— begin PROVIDED ENTRIES —

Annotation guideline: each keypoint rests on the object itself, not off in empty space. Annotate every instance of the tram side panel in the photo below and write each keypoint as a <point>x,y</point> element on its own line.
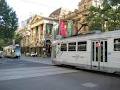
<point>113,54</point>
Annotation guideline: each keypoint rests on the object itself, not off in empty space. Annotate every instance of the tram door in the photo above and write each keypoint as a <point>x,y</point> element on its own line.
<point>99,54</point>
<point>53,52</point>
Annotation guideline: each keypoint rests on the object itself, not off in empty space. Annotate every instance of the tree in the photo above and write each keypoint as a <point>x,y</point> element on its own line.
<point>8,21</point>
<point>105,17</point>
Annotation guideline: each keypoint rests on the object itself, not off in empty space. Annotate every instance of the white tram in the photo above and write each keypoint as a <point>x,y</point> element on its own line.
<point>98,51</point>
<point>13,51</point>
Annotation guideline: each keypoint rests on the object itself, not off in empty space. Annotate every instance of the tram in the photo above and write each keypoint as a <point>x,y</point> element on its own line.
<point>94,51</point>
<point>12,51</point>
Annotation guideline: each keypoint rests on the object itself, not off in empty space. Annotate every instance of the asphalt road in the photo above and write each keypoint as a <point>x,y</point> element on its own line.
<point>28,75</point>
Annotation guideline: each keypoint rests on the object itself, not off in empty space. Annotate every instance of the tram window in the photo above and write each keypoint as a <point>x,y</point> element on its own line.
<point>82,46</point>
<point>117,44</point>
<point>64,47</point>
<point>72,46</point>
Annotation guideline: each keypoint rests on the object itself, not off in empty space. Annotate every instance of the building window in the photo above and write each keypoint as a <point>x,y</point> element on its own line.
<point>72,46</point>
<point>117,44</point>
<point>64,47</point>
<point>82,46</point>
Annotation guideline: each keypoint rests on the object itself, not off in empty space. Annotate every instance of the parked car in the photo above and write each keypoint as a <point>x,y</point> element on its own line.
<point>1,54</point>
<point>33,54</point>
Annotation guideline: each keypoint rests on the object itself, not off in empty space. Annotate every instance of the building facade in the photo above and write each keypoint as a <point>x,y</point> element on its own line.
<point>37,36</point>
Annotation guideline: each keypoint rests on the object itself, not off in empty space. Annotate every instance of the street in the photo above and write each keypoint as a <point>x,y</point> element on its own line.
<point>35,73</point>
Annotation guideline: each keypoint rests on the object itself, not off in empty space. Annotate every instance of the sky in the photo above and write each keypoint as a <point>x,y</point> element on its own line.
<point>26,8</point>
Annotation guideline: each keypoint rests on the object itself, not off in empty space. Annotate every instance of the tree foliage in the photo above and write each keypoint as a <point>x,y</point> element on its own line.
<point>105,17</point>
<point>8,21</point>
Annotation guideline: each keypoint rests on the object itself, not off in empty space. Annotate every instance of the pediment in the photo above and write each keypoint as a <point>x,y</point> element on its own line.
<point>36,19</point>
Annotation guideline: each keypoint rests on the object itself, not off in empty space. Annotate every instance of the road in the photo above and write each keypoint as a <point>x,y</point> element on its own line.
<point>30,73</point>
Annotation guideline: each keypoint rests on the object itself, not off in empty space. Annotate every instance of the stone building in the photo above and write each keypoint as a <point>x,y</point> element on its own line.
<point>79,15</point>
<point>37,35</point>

— end PROVIDED ENTRIES —
— begin PROVIDED ENTRIES —

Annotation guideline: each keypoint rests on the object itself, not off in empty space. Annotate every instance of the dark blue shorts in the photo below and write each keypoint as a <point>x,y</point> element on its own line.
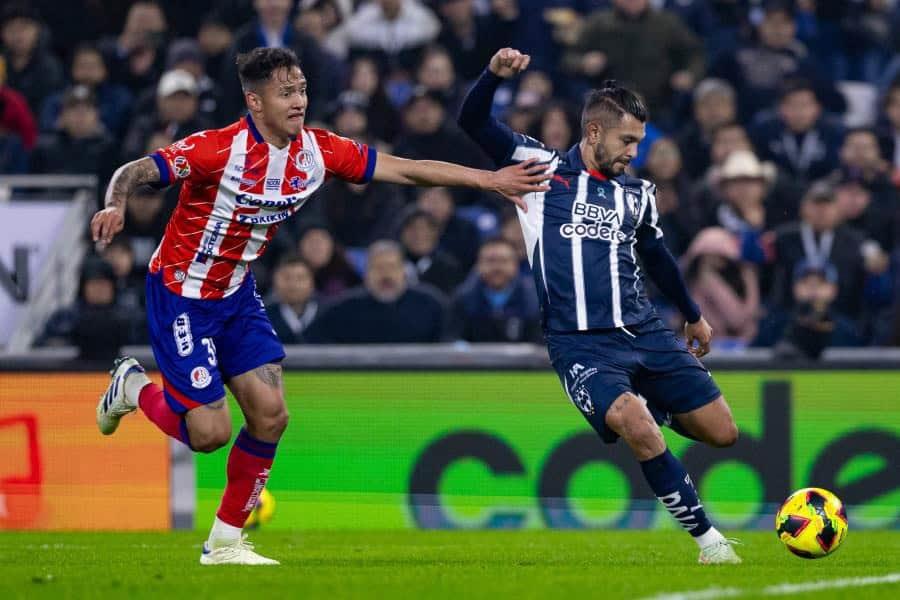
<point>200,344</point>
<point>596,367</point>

— end PROVIDED ENTRIES —
— begin PROVIDED ENTRIES —

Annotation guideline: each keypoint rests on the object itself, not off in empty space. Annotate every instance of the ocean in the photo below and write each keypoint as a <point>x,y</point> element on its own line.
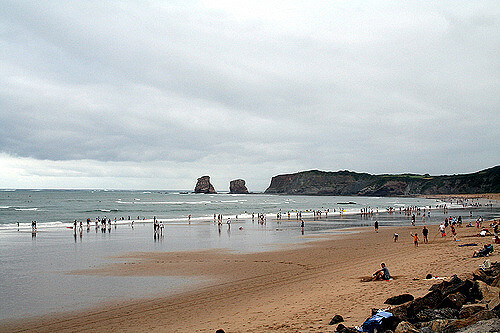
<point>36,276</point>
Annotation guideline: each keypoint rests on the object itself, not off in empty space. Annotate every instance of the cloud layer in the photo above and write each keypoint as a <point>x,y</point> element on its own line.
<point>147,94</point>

— end PROVIDED ENTRIES —

→ **TASK TO CARRY OUT**
Render the data as a Markdown table with columns No. and Text: begin at the line that contains "the tram side", stop after the line that contains "<point>113,54</point>", number each row, and skip blank lines. Leave the pictures out of the table.

→ **CORRECT ANSWER**
| No. | Text |
|---|---|
| 1 | Annotation guideline: each keypoint rests on the object itself, not off in empty space. Annotate every instance of the tram side panel in the photo below and write each keypoint as a <point>x,y</point> element on its own line. |
| 2 | <point>113,54</point> |